GIVEN TEXT:
Josh Baldwin

Becoming Human

Josh Baldwin
Becoming Human
BY SARAH ELKINS

“We’re modern Indians; we have a dishwasher,” Larry Two Rivers Brown jokes as he sits down to dinner with his wife, Shelly. Larry’s mostly grey hair is loose and hanging to below his shoulders. His face and hands are browned from working outside. He’s been repairing fences all day on the farm where he grew up. He smiles frequently and moves quickly between jokes and quiet nostalgia.

I sit down at the dinner table where the couple is having stuffed peppers and fried potatoes. Shelly offers me a plate, but I explain I’ll be too busy writing (I prefer to take notes instead of recording conversations).

Larry looks at his plate, “Man, we could have had woodpecker dumplings if I’d known you’d be writing about this,” he says, “Or, groundhog is good this time of year.”

I ask what woodpecker dumplings are. The only explanation I get is, “There isn’t a whole lot to a woodpecker. You chew on what little meat there is.”

Larry Brown is a descendent of the Cherokee Indians who once lived among the mountains and caves of Appalachia. The word “Cherokee” an English-language adaptation of “Tsalagi,” means people who live in caves. Both his fraternal and maternal grandparents, on the Brown side, were Cherokee. In the 80s Larry began researching his lineage, seeking to learn and preserve the heritage that had only been whispered about within his family.

EXERCISE REQUIREMENTS: Copy out the full article about Larry Two Rivers Brown word for word. The listing is unrelated to the article about Larry Two Rivers Brown.

SOURCE MATERIAL:
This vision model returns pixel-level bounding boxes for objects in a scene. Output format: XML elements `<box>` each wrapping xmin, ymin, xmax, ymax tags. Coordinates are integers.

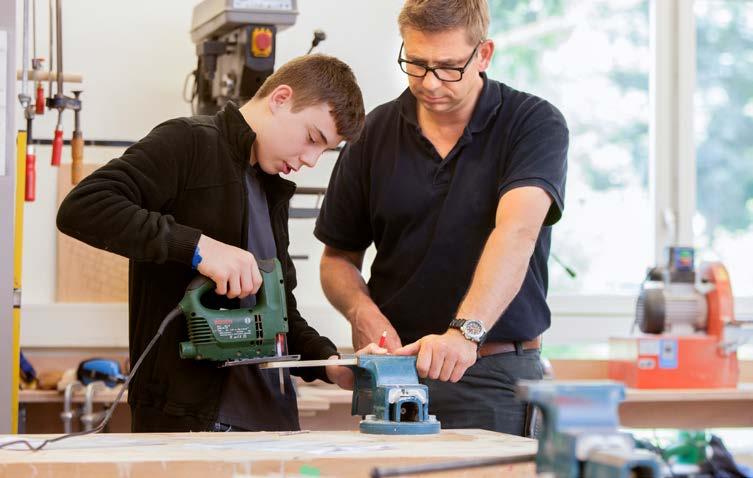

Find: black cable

ANSWER BELOW:
Josh Baldwin

Becoming Human

Josh Baldwin
Becoming Human
BY SARAH ELKINS

“We’re modern Indians; we have a dishwasher,” Larry Two Rivers Brown jokes as he sits down to dinner with his wife, Shelly. Larry’s mostly grey hair is loose and hanging to below his shoulders. His face and hands are browned from working outside. He’s been repairing fences all day on the farm where he grew up. He smiles frequently and moves quickly between jokes and quiet nostalgia.

I sit down at the dinner table where the couple is having stuffed peppers and fried potatoes. Shelly offers me a plate, but I explain I’ll be too busy writing (I prefer to take notes instead of recording conversations).

Larry looks at his plate, “Man, we could have had woodpecker dumplings if I’d known you’d be writing about this,” he says, “Or, groundhog is good this time of year.”

I ask what woodpecker dumplings are. The only explanation I get is, “There isn’t a whole lot to a woodpecker. You chew on what little meat there is.”

Larry Brown is a descendent of the Cherokee Indians who once lived among the mountains and caves of Appalachia. The word “Cherokee” an English-language adaptation of “Tsalagi,” means people who live in caves. Both his fraternal and maternal grandparents, on the Brown side, were Cherokee. In the 80s Larry began researching his lineage, seeking to learn and preserve the heritage that had only been whispered about within his family.